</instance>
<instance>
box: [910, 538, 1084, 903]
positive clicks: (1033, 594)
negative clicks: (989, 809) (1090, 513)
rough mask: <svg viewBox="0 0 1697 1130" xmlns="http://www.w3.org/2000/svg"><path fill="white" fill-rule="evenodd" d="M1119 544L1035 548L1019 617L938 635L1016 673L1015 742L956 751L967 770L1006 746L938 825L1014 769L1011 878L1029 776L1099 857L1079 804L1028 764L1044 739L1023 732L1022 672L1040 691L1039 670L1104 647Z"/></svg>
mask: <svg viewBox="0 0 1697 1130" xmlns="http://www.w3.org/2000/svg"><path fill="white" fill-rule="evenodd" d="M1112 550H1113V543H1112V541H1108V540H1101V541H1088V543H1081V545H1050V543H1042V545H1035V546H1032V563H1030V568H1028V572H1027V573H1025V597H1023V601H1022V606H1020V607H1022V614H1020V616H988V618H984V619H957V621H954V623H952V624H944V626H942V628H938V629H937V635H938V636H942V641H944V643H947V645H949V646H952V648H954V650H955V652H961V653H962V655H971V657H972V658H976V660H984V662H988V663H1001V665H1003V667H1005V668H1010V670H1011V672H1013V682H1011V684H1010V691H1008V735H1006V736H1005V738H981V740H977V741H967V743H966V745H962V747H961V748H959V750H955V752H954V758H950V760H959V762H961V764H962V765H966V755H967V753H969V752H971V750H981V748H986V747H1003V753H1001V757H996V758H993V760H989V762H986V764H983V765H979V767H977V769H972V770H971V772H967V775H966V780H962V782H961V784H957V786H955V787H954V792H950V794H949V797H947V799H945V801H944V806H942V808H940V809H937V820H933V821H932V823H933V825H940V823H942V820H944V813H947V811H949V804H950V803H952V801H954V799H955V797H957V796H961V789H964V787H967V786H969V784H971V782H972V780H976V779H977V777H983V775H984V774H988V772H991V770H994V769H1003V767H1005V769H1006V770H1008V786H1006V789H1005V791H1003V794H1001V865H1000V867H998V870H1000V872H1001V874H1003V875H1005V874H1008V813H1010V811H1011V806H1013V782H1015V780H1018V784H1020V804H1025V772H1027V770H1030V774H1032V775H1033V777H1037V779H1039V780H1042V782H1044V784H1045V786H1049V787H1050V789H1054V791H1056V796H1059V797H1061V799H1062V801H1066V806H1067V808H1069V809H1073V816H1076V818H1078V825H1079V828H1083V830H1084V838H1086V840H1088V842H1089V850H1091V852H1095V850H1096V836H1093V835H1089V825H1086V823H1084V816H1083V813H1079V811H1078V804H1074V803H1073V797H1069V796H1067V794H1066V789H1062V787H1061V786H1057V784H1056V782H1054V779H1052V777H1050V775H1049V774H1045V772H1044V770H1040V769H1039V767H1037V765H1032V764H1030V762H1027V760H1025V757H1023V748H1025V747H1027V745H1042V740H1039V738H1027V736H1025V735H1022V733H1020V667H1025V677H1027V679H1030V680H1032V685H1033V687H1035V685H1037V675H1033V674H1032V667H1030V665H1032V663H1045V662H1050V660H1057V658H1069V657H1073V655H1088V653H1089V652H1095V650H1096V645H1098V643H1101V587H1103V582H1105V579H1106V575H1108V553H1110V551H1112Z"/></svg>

---

◆ **Task description**
Can you turn the stretch from the start of the records through the line containing "rough mask: <svg" into a numbered list, leaving out any blank lines?

◆ **Result of this task**
1. </instance>
2. <instance>
3. box: [910, 538, 1084, 903]
4. positive clicks: (1033, 594)
5. negative clicks: (989, 809) (1090, 513)
6. rough mask: <svg viewBox="0 0 1697 1130" xmlns="http://www.w3.org/2000/svg"><path fill="white" fill-rule="evenodd" d="M1119 544L1035 548L1019 617L938 635L1016 673L1015 742L956 751L967 770L1006 746L938 825L1014 769L1011 878L1029 776L1099 857L1079 804L1028 764L1044 739L1023 732L1022 672L1040 691L1039 670L1104 647Z"/></svg>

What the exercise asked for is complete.